COMPLETE THE FOLLOWING:
a – From the Lake District piece, extract verbatim the part that opens with the words containing "In 1905, artist" and closes with "to great outcomes!".
b – Does the Lake District piece agree with each statement below? Answer yes or no, and quote the deciding words.
(i) Wordsworth lived in the Lake District for most of his life.
(ii) Beatrix Potter was one of the founders of England's National Trust.
(iii) The Lake District was made a national park in 2017.

PROVIDED PASSAGE:
◇ ◇ ◇ ◇ ◇

By, Susan Sprout
English poet William Wordsworth (1770 to 1850) made his home in the Lake District of northwestern England for sixty of his eighty years. A lover of nature, he wrote, “Come forth into the light of things, and let nature be your teacher.” In 1807, he made Lake Windermere’s “host of golden daffodils” famous in his poem “I Wandered Lonely as a Cloud”. As a sixth-grade student, I was required to memorize his poem. I think of him, and my teacher, fondly each and every spring as the local daffodil population blooms.
In 1905, artist and writer Beatrix Potter bought property in the Lake District, an area where she had spent childhood holidays with her family. She set many of her Peter Rabbit books there and used money from the sales of them and her paintings to support a movement to prevent development on Windermere’s lakeshore. She also helped a group who protested against widening a road that passed through Wordsworth’s daffodil field! She wrote,”This little corner of the country should be kept unchanged for people who appreciate its beauty”. An old friend of hers was one of the founders of England’s National Trust, created in 1895. Beatrix supported the Trust by willing 4,000 acres of land and fourteen farms to it. In 1951, the Lake District was made a national park. In 2017, it became a World Heritage Site. Small beginnings can lead to great outcomes!

◇ ◇ ◇ ◇ ◇

PROVIDED MATERIAL:
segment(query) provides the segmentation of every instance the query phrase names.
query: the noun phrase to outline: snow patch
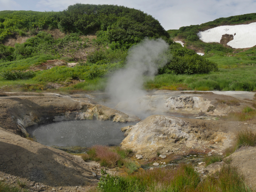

◇ ◇ ◇ ◇ ◇

EXERCISE RESPONSES:
a –
In 1905, artist and writer Beatrix Potter bought property in the Lake District, an area where she had spent childhood holidays with her family. She set many of her Peter Rabbit books there and used money from the sales of them and her paintings to support a movement to prevent development on Windermere’s lakeshore. She also helped a group who protested against widening a road that passed through Wordsworth’s daffodil field! She wrote,”This little corner of the country should be kept unchanged for people who appreciate its beauty”. An old friend of hers was one of the founders of England’s National Trust, created in 1895. Beatrix supported the Trust by willing 4,000 acres of land and fourteen farms to it. In 1951, the Lake District was made a national park. In 2017, it became a World Heritage Site. Small beginnings can lead to great outcomes!

b –
(i) Yes: "made his home in the Lake District of northwestern England for sixty of his eighty years"
(ii) No: "An old friend of hers was one of the founders of England’s National Trust"
(iii) No: "In 1951, the Lake District was made a national park. In 2017, it became a World Heritage Site."